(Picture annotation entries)
++++++++++

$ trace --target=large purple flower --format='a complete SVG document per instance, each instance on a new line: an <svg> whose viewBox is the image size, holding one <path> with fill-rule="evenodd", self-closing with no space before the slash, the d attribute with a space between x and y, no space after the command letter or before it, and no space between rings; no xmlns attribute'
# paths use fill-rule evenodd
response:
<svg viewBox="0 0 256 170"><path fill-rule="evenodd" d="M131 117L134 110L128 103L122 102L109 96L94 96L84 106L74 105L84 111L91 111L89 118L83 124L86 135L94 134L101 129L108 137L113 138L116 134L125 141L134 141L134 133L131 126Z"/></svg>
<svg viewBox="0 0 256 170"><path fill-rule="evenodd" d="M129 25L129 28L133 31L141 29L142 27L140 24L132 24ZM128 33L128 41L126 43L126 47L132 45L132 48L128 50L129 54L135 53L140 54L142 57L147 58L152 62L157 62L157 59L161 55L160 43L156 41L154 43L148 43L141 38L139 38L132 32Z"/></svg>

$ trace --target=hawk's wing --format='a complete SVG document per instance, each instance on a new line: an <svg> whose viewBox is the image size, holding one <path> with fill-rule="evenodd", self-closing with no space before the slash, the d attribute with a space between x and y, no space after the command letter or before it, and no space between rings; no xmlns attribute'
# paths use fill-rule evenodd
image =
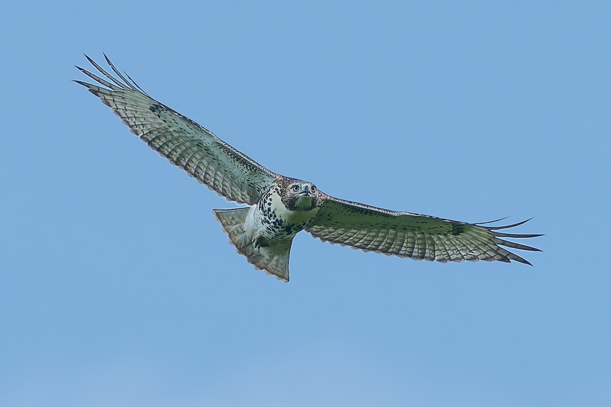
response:
<svg viewBox="0 0 611 407"><path fill-rule="evenodd" d="M85 56L87 57L87 56ZM104 56L106 57L106 55ZM136 82L125 79L106 57L123 82L87 59L108 82L82 68L104 87L75 81L110 107L131 132L151 148L182 168L199 182L231 201L253 205L278 176L221 140L212 132L149 97Z"/></svg>
<svg viewBox="0 0 611 407"><path fill-rule="evenodd" d="M496 221L493 221L496 222ZM395 212L332 196L323 204L306 230L331 243L385 254L441 262L511 260L530 264L500 246L540 251L501 237L535 237L496 231L522 225L486 227L408 212ZM490 223L490 222L486 222Z"/></svg>

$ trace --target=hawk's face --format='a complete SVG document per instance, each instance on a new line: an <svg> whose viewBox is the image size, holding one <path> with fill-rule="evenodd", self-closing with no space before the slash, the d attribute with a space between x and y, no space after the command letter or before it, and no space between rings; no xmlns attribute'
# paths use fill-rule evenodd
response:
<svg viewBox="0 0 611 407"><path fill-rule="evenodd" d="M318 189L312 182L291 179L282 189L280 198L289 211L312 211L318 204Z"/></svg>

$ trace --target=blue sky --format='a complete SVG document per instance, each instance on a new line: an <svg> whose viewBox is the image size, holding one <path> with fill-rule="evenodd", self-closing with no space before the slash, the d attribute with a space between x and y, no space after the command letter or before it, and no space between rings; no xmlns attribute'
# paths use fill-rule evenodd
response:
<svg viewBox="0 0 611 407"><path fill-rule="evenodd" d="M606 2L4 5L0 405L607 406ZM296 238L291 282L225 201L70 81L153 97L336 196L535 218L534 267Z"/></svg>

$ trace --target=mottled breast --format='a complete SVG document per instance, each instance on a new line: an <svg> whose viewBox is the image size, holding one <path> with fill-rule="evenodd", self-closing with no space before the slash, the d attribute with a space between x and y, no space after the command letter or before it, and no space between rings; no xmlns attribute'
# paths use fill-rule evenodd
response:
<svg viewBox="0 0 611 407"><path fill-rule="evenodd" d="M254 214L258 232L271 240L282 240L295 236L312 222L320 207L311 211L290 211L280 196L277 187L268 189L259 200Z"/></svg>

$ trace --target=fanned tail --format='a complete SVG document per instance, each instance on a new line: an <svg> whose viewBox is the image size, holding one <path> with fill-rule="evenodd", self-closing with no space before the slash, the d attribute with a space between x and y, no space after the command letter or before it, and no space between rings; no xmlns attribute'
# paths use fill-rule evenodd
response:
<svg viewBox="0 0 611 407"><path fill-rule="evenodd" d="M250 207L235 209L213 209L216 220L229 236L229 242L235 247L238 253L244 256L255 268L286 283L288 282L288 257L293 238L259 247L253 242L252 233L246 229L244 223L248 218Z"/></svg>

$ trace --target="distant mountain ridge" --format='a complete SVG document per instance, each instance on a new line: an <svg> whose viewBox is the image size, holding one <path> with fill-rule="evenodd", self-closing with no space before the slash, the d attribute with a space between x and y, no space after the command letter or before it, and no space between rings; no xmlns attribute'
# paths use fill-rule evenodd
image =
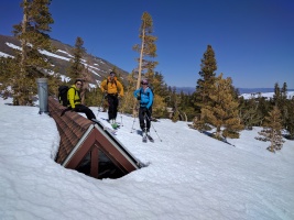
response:
<svg viewBox="0 0 294 220"><path fill-rule="evenodd" d="M69 61L73 58L72 51L74 46L64 44L57 40L51 40L51 42L56 48L56 52L45 52L44 54L48 57L54 66L58 67L58 74L61 74L64 78L67 76L66 69L70 64ZM0 34L0 56L14 57L13 48L20 48L20 41L14 36L6 36ZM99 85L115 67L117 69L117 74L120 75L121 81L127 82L127 76L129 73L104 58L86 53L83 57L83 64L88 68L91 75L90 82L94 85Z"/></svg>
<svg viewBox="0 0 294 220"><path fill-rule="evenodd" d="M183 91L184 94L193 94L196 89L195 87L176 87L176 91L179 94ZM238 88L240 95L242 94L264 94L264 92L273 92L274 88ZM294 91L294 89L287 89L288 91Z"/></svg>

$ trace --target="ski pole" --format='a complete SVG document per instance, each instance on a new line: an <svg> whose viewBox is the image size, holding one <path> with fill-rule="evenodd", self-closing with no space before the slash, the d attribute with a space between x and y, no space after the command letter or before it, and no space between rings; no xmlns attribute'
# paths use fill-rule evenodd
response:
<svg viewBox="0 0 294 220"><path fill-rule="evenodd" d="M120 101L121 101L121 98L119 99L119 105L118 107L122 107L123 105L120 105ZM120 125L123 127L123 123L122 123L122 113L121 113L122 109L120 109Z"/></svg>
<svg viewBox="0 0 294 220"><path fill-rule="evenodd" d="M150 111L149 111L149 110L148 110L148 112L150 113ZM150 113L150 116L151 116L151 113ZM160 138L160 135L159 135L159 133L157 133L156 129L153 127L153 123L151 123L151 120L150 120L150 118L148 117L148 114L146 114L146 113L145 113L145 117L146 117L146 119L149 120L149 122L150 122L151 127L153 128L153 130L155 131L156 135L159 136L160 141L162 142L162 140L161 140L161 138Z"/></svg>
<svg viewBox="0 0 294 220"><path fill-rule="evenodd" d="M133 117L133 125L134 125L134 122L135 122L135 116ZM131 129L131 133L133 133L133 125L132 125L132 129Z"/></svg>

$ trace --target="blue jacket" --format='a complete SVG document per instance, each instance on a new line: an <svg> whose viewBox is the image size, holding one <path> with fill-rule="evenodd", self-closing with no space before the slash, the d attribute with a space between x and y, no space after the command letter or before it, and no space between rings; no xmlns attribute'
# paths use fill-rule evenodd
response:
<svg viewBox="0 0 294 220"><path fill-rule="evenodd" d="M143 90L143 88L140 88L133 92L134 98L138 98L140 95L140 107L146 107L149 109L153 103L153 92L149 87L145 89L145 91Z"/></svg>

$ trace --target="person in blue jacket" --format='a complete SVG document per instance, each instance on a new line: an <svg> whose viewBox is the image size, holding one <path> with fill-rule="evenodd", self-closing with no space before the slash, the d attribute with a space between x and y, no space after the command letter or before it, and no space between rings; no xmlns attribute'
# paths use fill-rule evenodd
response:
<svg viewBox="0 0 294 220"><path fill-rule="evenodd" d="M133 92L133 96L140 100L139 122L142 132L150 132L153 92L149 88L146 79L141 80L141 88Z"/></svg>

++++++++++

(SET EXERCISE) Reproduce all of these records verbatim, line for line, but omit the pictures.

(THE OUTPUT)
$ trace --target=large purple flower --format='a complete SVG document per instance, each instance on a new line: an <svg> whose viewBox is the image size, holding one <path> with fill-rule="evenodd", self-closing with no space before the slash, the d attribute with a space between x and y, no space after the command letter or before it, and no space between rings; no xmlns attribute'
# paths use fill-rule evenodd
response:
<svg viewBox="0 0 256 170"><path fill-rule="evenodd" d="M131 117L134 110L128 103L122 102L109 96L94 96L84 106L74 105L84 111L91 111L89 118L83 124L86 135L94 134L101 129L108 137L113 138L116 134L125 141L134 141L134 133L131 126Z"/></svg>
<svg viewBox="0 0 256 170"><path fill-rule="evenodd" d="M129 25L129 28L133 31L141 29L142 27L140 24L132 24ZM128 33L128 41L126 43L126 47L132 45L132 48L128 50L129 54L135 53L140 54L142 57L147 58L152 62L157 62L157 59L161 55L160 43L156 41L154 43L148 43L141 38L139 38L132 32Z"/></svg>

$ trace --target=hawk's wing --format='a complete SVG document per instance, each instance on a new line: an <svg> whose viewBox is the image size, holding one <path> with fill-rule="evenodd", self-closing with no space before the slash, the d attribute with a space between x and y, no space after the command letter or before it, and no space between rings; no xmlns attribute'
# paths use fill-rule evenodd
image =
response:
<svg viewBox="0 0 611 407"><path fill-rule="evenodd" d="M85 56L87 57L87 56ZM104 56L106 57L106 55ZM136 82L125 79L106 57L123 82L87 59L108 82L82 68L104 87L75 81L110 107L131 132L151 148L182 168L199 182L231 201L253 205L278 176L221 140L212 132L149 97Z"/></svg>
<svg viewBox="0 0 611 407"><path fill-rule="evenodd" d="M496 221L493 221L496 222ZM395 212L332 196L323 204L306 230L331 243L385 254L441 262L511 260L530 264L500 246L540 251L501 237L535 237L496 231L522 225L486 227L408 212ZM490 223L490 222L486 222Z"/></svg>

$ trace --target=hawk's face --format='a complete SVG document per instance, each instance on a new line: an <svg> whose viewBox is the image size, holding one <path> with fill-rule="evenodd", self-closing with no space before the slash, the d attribute with a space between x and y, no space after the command letter or before it, and no space between rings; no xmlns attribute'
# paths use fill-rule evenodd
response:
<svg viewBox="0 0 611 407"><path fill-rule="evenodd" d="M318 189L312 182L291 179L282 189L280 198L289 211L312 211L318 204Z"/></svg>

$ trace --target=blue sky --format='a complete SVG document per instance, each instance on a new line: an <svg> whose viewBox is the image size, holding one <path> with fill-rule="evenodd", self-closing with no space before the slash, the d attribute with a space between x and y, no space after the command letter or before it, and no space between rings; no xmlns attribute'
# paths use fill-rule evenodd
response:
<svg viewBox="0 0 611 407"><path fill-rule="evenodd" d="M606 2L4 5L0 405L607 406ZM296 238L291 282L225 201L70 81L153 97L336 196L535 218L534 267Z"/></svg>

$ trace --target=mottled breast --format='a complete SVG document per instance, each instance on a new line: an <svg> whose viewBox is the image size, holding one <path> with fill-rule="evenodd", self-closing with no space before the slash, the d attribute with a space between x and y, no space after the command letter or before it, and no space between rings; no xmlns attribute'
# paths use fill-rule evenodd
response:
<svg viewBox="0 0 611 407"><path fill-rule="evenodd" d="M254 214L258 232L271 240L282 240L295 236L312 222L320 207L311 211L290 211L280 196L277 187L268 189L259 200Z"/></svg>

$ trace --target=fanned tail --format='a complete SVG document per instance, each instance on a new line: an <svg> whose viewBox is the image size, holding one <path> with fill-rule="evenodd", self-closing with no space before the slash, the d attribute with a space between x and y, no space after the command letter or before it, and no space between rings; no xmlns attribute'
# paths use fill-rule evenodd
response:
<svg viewBox="0 0 611 407"><path fill-rule="evenodd" d="M250 207L235 209L213 209L216 220L229 236L229 242L235 247L238 253L244 256L255 268L286 283L288 282L288 257L293 238L259 247L253 242L252 233L246 229L244 223L248 218Z"/></svg>

$ trace --target="distant mountain ridge" --format='a complete SVG document per instance, each instance on a new line: an <svg> whose viewBox is the image size, holding one <path> with fill-rule="evenodd", self-closing with no space before the slash, the d attribute with a space between x and y, no space after the command letter or before it, and no space between rings; no xmlns attribute'
# paths use fill-rule evenodd
image =
response:
<svg viewBox="0 0 294 220"><path fill-rule="evenodd" d="M69 61L73 58L72 51L74 46L64 44L57 40L51 40L51 42L56 48L56 52L45 52L44 54L48 57L54 66L58 67L58 74L61 74L64 78L67 76L66 69L70 64ZM0 34L0 56L14 57L13 48L20 48L20 41L14 36L6 36ZM99 85L115 67L117 69L117 74L120 75L121 81L127 82L127 76L129 73L104 58L86 53L83 57L83 64L88 68L91 75L90 82L94 85Z"/></svg>
<svg viewBox="0 0 294 220"><path fill-rule="evenodd" d="M183 91L184 94L193 94L196 89L195 87L176 87L176 91L179 94ZM238 88L240 95L242 94L264 94L264 92L273 92L274 88ZM294 91L294 89L287 89L288 91Z"/></svg>

$ trace --target="ski pole" --format='a complete SVG document per instance, each instance on a new line: an <svg> whose viewBox is the image size, holding one <path> with fill-rule="evenodd", self-closing with no space before the slash, the d attribute with a space between x and y, no space after the command letter or before it, and no space between rings; no xmlns attribute'
# paths use fill-rule evenodd
response:
<svg viewBox="0 0 294 220"><path fill-rule="evenodd" d="M120 101L121 101L121 98L119 99L119 105L118 107L122 107L123 105L120 105ZM120 125L123 127L123 123L122 123L122 113L121 113L122 109L120 109Z"/></svg>
<svg viewBox="0 0 294 220"><path fill-rule="evenodd" d="M150 111L149 111L149 110L148 110L148 112L150 113ZM150 113L150 116L151 116L151 113ZM160 138L160 135L159 135L159 133L157 133L156 129L153 127L153 123L151 123L151 120L150 120L150 118L148 117L148 114L146 114L146 113L145 113L145 117L146 117L146 119L149 120L149 122L150 122L151 127L153 128L153 130L155 131L156 135L159 136L160 141L162 142L162 140L161 140L161 138Z"/></svg>
<svg viewBox="0 0 294 220"><path fill-rule="evenodd" d="M133 117L133 125L134 125L134 122L135 122L135 116ZM131 129L131 133L133 133L133 125L132 125L132 129Z"/></svg>

$ trace --target="blue jacket" --format='a complete SVG document per instance, each instance on a new line: an <svg> whose viewBox is the image size, holding one <path> with fill-rule="evenodd", self-closing with no space before the slash, the d attribute with a space between x and y, no space after the command letter or before it, and no space between rings; no xmlns attribute'
# paths use fill-rule evenodd
response:
<svg viewBox="0 0 294 220"><path fill-rule="evenodd" d="M143 90L143 88L140 88L133 92L134 98L138 98L140 95L140 107L146 107L149 109L153 103L153 92L149 87L145 89L145 91Z"/></svg>

$ trace --target="person in blue jacket" --format='a complete SVG document per instance, each instance on a new line: an <svg> whose viewBox is the image size, holding one <path> with fill-rule="evenodd", self-closing with no space before the slash, the d attribute with a space between x and y, no space after the command letter or before it, and no space between rings; no xmlns attribute'
# paths use fill-rule evenodd
response:
<svg viewBox="0 0 294 220"><path fill-rule="evenodd" d="M133 92L133 96L140 100L139 122L142 132L150 132L153 92L149 88L146 79L141 80L141 88Z"/></svg>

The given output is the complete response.